* _Short task_: Reproduce the news article below about the Chamber's Business Person of the Year, word for word and in full.

* _Extract to read_:
+---+

Find us on Facebook

Chamber’s Business Person of the Year is dedicated to farmers’ market in Medina

Photo by Ginny Kropf: Gail Miller, left, checks out the pumpkins at Maggie Roberts’ stand at the Canal Village Farmers’ Market. Miller has been the volunteer coordinator for the market since it opened in 2015. She has been named Business Person of the Year by the Orleans County Chamber of Commerce for her efforts.

By Ginny Kropf, correspondent Posted 10 October 2018 at 8:40 am

MEDINA – When Gail Miller retired in 2013 as a business analyst for IBM, she wasn’t planning on going back to work.

But that’s exactly what she did – as volunteer coordinator of Medina ’s Canal Village Farmers’ Market.

Her efforts in developing the market, securing vendors and promoting local agriculture have earned her the distinction of Orleans County Chamber of Commerce’s Business Person of the Year. She will be recognized with the other Chamber honorees on Oct. 18 at the White Birch Country Club in Lyndonville.

+---+

* _Given information_:

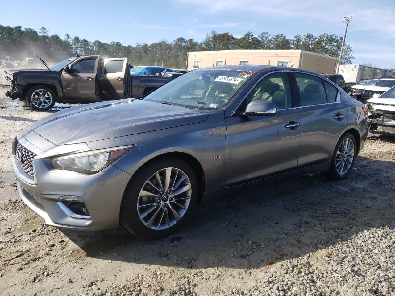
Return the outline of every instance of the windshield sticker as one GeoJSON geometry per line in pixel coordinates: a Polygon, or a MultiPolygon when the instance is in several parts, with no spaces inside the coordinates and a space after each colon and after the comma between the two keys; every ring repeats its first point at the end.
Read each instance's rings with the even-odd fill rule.
{"type": "Polygon", "coordinates": [[[228,77],[228,76],[218,76],[214,79],[214,81],[228,82],[229,83],[234,83],[236,84],[243,81],[243,78],[237,78],[235,77],[228,77]]]}
{"type": "Polygon", "coordinates": [[[251,71],[246,71],[245,72],[243,72],[243,73],[239,73],[239,76],[240,77],[243,77],[245,78],[248,77],[250,75],[254,75],[256,73],[256,72],[252,72],[251,71]]]}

+---+

* _Correct answer_:
Find us on Facebook

Chamber’s Business Person of the Year is dedicated to farmers’ market in Medina

Photo by Ginny Kropf: Gail Miller, left, checks out the pumpkins at Maggie Roberts’ stand at the Canal Village Farmers’ Market. Miller has been the volunteer coordinator for the market since it opened in 2015. She has been named Business Person of the Year by the Orleans County Chamber of Commerce for her efforts.

By Ginny Kropf, correspondent Posted 10 October 2018 at 8:40 am

MEDINA – When Gail Miller retired in 2013 as a business analyst for IBM, she wasn’t planning on going back to work.

But that’s exactly what she did – as volunteer coordinator of Medina ’s Canal Village Farmers’ Market.

Her efforts in developing the market, securing vendors and promoting local agriculture have earned her the distinction of Orleans County Chamber of Commerce’s Business Person of the Year. She will be recognized with the other Chamber honorees on Oct. 18 at the White Birch Country Club in Lyndonville.